Stadt Willich Harald Dietl begeistert als neugieriger Weltenbummler

Stadt Willich · Wie kommt ein Schauspieler dazu, über etwas zu schreiben, was nichts mit dem Theater zu tun hat? Als Gast bei den Schlossfestspielen Neersen beantwortete Harald Dietl die rhetorische Frage mit dem Bekenntnis: "Mein Motto ist, die Welt will gesehen werden."

 Harald Dietl las im Ratssaal von Schloss Neersen.

Harald Dietl las im Ratssaal von Schloss Neersen.

Foto: Achim Hüskes

Und daran wolle er andere teilhaben lassen. Zur Lesung aus der Kurzgeschichtensammlung "Von Reisen und Menschen" ließ der 82-jährige Weltenbummler seine Zuhörer im Ratssaal teilhaben an vielfältigen Erlebnissen von China über Kuba bis Bayern. Die Erinnerungen aus etwa 60 Jahren Lebenszeit waren offensichtlich so präsent, dass Dietl oftmals noch in sich hinein schmunzelte und spontan entschied, die eine oder andere der beschriebenen Szenen nachzustellen. Während der beinahe zweistündigen Lesung unterstrich Dietl über wechselnde Stimmlagen, Mimik und Dialekte die Beschreibung der persönlichen Eigenarten der Wegbegleiter seiner bisherigen Lebensreise.

○ ○ ○ ○ ○

ARBEITSANWEISUNGEN ->
A - Beantworte anhand des Artikels über Harald Dietls Lesung diese Fragen:
(i) Welches Motto nennt Dietl?
(ii) Wie alt ist Dietl?
(iii) Wie lange dauerte die Lesung?
B - Bearbeite im Artikel über Harald Dietls Lesung den Abschnitt von "Und daran wolle" bis einschließlich "seiner bisherigen Lebensreise.", und ersetze darin "Bayern" durch "Tirol".
C - Schreibe den Artikel über Harald Dietls Lesung im Anschluss an seinen letzten Satz weiter.

○ ○ ○ ○ ○

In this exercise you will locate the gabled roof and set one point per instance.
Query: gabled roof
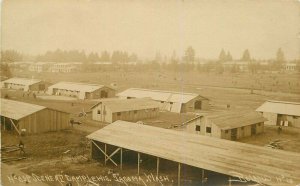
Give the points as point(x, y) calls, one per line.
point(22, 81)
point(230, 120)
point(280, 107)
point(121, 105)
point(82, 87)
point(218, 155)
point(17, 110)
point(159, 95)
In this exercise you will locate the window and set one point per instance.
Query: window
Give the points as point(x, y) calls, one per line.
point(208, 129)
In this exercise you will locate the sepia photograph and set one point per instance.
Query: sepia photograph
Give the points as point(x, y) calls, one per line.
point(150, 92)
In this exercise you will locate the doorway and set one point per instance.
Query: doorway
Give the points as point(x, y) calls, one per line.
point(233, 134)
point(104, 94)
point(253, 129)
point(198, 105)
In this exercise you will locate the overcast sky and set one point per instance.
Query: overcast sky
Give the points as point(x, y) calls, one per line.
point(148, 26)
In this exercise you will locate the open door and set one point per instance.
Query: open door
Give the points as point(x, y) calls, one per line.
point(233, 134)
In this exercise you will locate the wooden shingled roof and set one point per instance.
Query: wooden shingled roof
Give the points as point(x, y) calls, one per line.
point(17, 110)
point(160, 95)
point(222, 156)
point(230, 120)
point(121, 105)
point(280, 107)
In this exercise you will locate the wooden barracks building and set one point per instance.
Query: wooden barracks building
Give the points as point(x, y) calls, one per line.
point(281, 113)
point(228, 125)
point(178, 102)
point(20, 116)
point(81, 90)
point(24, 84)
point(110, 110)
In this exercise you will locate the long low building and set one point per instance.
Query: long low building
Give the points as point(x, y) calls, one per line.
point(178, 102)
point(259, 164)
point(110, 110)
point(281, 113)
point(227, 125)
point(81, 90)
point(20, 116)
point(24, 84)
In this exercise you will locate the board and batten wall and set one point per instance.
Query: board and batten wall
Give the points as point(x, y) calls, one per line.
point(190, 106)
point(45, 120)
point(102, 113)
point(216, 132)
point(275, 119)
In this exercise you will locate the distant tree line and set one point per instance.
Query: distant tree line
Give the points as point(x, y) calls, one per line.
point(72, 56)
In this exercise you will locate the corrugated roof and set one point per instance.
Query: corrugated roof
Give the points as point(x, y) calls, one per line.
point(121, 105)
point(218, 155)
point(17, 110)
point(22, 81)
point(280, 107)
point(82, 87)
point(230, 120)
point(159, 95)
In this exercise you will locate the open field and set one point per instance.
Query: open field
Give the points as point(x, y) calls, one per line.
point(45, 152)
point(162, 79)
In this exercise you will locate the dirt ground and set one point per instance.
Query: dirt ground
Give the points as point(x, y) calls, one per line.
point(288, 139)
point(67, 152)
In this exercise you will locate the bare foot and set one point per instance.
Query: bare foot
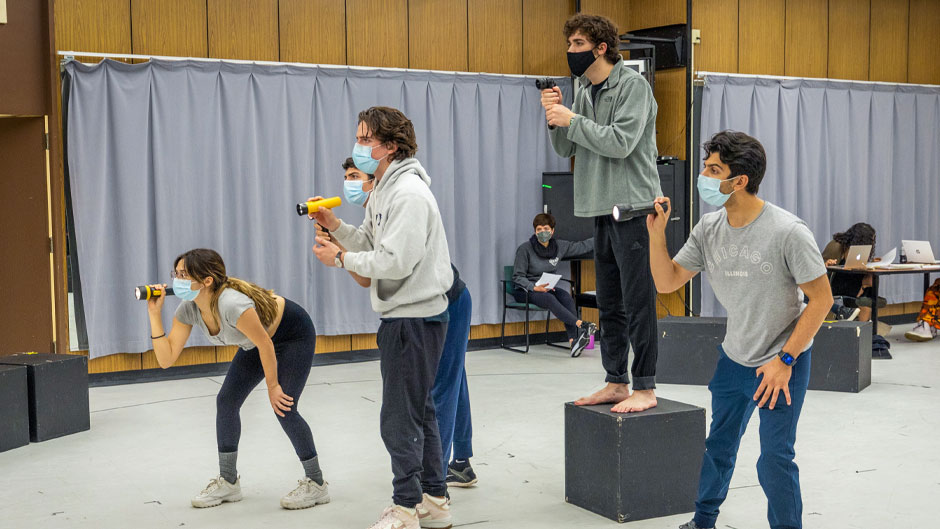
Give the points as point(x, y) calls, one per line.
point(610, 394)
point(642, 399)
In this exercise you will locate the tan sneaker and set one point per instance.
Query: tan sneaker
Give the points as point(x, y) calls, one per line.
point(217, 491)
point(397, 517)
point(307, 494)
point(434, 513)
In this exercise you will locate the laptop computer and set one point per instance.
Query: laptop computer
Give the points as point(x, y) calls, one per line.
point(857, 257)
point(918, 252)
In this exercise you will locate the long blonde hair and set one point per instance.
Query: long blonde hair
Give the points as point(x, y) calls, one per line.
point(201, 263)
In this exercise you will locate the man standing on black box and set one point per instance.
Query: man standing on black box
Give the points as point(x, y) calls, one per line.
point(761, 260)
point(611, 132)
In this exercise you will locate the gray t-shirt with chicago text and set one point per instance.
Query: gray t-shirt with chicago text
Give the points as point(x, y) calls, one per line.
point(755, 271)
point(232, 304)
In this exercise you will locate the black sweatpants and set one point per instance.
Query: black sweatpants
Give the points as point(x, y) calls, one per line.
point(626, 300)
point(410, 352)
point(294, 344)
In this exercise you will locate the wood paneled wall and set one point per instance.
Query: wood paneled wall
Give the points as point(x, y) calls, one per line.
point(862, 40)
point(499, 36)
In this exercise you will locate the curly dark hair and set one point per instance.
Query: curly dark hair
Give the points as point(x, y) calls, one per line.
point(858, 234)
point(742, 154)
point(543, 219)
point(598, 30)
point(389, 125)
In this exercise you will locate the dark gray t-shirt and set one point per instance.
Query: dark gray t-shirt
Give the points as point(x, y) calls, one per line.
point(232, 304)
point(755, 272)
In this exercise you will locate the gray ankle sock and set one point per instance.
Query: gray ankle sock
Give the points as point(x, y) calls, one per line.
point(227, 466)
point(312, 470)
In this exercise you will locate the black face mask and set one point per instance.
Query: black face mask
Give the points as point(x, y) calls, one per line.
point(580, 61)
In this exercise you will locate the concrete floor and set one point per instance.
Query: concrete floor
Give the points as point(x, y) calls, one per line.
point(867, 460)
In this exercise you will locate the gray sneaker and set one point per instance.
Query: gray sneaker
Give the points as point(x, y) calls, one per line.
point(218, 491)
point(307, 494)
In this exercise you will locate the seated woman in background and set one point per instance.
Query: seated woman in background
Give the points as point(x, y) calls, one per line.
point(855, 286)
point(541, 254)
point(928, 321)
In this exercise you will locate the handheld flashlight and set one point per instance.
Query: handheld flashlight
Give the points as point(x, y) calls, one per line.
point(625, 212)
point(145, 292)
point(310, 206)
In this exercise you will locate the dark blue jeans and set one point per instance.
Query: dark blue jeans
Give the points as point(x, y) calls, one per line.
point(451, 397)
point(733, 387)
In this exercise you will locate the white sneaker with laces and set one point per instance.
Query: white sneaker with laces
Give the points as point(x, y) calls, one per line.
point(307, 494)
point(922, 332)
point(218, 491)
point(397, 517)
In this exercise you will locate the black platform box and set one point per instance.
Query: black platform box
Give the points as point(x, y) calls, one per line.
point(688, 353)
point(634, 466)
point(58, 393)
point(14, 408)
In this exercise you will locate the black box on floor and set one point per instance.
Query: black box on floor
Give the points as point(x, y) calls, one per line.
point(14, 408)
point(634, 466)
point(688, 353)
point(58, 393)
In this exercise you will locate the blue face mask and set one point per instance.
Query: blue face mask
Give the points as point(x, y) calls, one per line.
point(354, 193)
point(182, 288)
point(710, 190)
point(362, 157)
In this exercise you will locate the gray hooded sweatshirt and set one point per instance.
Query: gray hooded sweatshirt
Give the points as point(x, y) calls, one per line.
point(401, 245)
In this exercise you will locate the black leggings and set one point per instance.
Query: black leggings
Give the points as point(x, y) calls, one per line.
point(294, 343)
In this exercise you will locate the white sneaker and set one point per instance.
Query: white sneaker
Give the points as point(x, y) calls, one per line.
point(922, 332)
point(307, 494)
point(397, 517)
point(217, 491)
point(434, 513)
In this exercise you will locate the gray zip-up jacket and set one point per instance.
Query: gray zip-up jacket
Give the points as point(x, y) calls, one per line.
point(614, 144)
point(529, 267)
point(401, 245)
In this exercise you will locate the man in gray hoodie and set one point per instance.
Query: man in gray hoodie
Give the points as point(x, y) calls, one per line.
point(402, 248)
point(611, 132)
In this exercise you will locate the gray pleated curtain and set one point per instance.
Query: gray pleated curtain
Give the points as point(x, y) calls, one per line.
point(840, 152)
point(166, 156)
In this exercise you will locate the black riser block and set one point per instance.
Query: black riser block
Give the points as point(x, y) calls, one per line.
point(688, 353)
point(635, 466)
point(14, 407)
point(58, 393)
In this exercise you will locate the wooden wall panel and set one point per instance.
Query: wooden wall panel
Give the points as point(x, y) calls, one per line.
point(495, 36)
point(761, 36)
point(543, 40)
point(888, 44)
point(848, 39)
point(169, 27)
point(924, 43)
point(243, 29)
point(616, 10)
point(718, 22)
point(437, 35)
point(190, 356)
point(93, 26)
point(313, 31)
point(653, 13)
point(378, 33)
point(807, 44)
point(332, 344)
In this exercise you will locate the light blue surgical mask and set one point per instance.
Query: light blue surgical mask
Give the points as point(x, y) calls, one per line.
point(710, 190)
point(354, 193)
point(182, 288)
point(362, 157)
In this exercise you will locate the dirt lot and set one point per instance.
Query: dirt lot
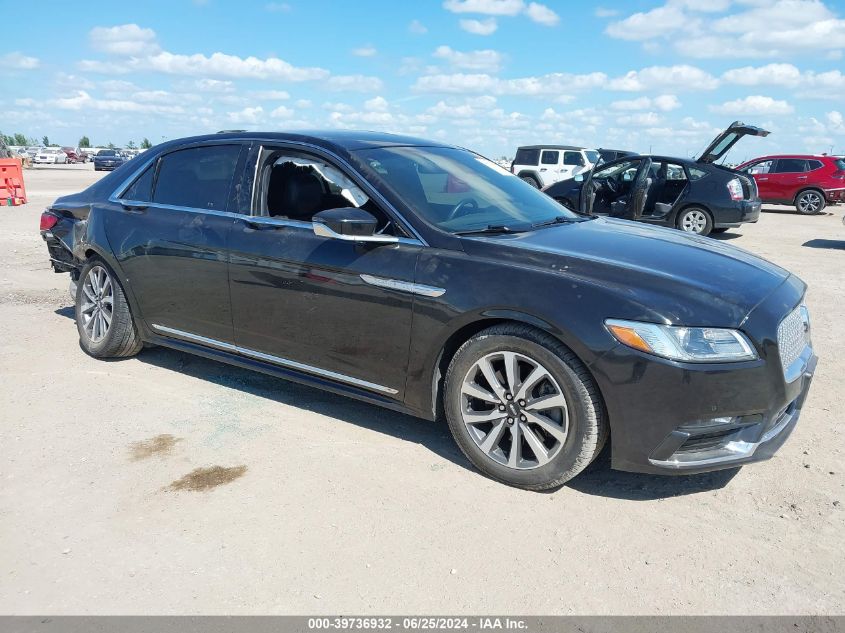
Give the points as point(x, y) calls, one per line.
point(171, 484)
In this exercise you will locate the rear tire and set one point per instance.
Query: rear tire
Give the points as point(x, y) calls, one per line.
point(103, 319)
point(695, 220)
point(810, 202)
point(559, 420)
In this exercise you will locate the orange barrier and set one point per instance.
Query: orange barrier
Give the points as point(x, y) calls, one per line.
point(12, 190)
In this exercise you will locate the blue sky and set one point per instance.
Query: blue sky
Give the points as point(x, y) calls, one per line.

○ ○ ○ ○ ○

LÖSUNGEN ->
A -
(i) Die Welt will gesehen werden.
(ii) 82 Jahre.
(iii) Beinahe zwei Stunden.

B -
Und daran wolle er andere teilhaben lassen. Zur Lesung aus der Kurzgeschichtensammlung "Von Reisen und Menschen" ließ der 82-jährige Weltenbummler seine Zuhörer im Ratssaal teilhaben an vielfältigen Erlebnissen von China über Kuba bis Tirol. Die Erinnerungen aus etwa 60 Jahren Lebenszeit waren offensichtlich so präsent, dass Dietl oftmals noch in sich hinein schmunzelte und spontan entschied, die eine oder andere der beschriebenen Szenen nachzustellen. Während der beinahe zweistündigen Lesung unterstrich Dietl über wechselnde Stimmlagen, Mimik und Dialekte die Beschreibung der persönlichen Eigenarten der Wegbegleiter seiner bisherigen Lebensreise.

C -
Der als Oberkommissar Kalle Feldmann aus der Krimiserie "Die Männer vom K3" bekannte Darsteller spielte immerhin auf den Bühnen von vier Kontinenten. 1958 tourte er mit einem deutschsprachigen Wandertheater zu Schiff, Bus, Bahn und sogar Pferd durch Südamerika. Mit dem Goethe-Institut reiste er durch Asien, Australien, Nord-Amerika und Europa. Reportagen führten in nach Burma, China, Sibirien, in die Mongolische Volksrepublik, nach Albanien und Vietnam. Da Dietl Schauspieler und Synchronsprecher ist und die Reiseerlebnisse biografisch sind, war die Welt der Bühne natürlich immer wieder präsent. So fügte sich die Lesung gleich zweifach ins Programm der Festspiele mit dem diesjährigen Motto "Das Leben - eine Reise".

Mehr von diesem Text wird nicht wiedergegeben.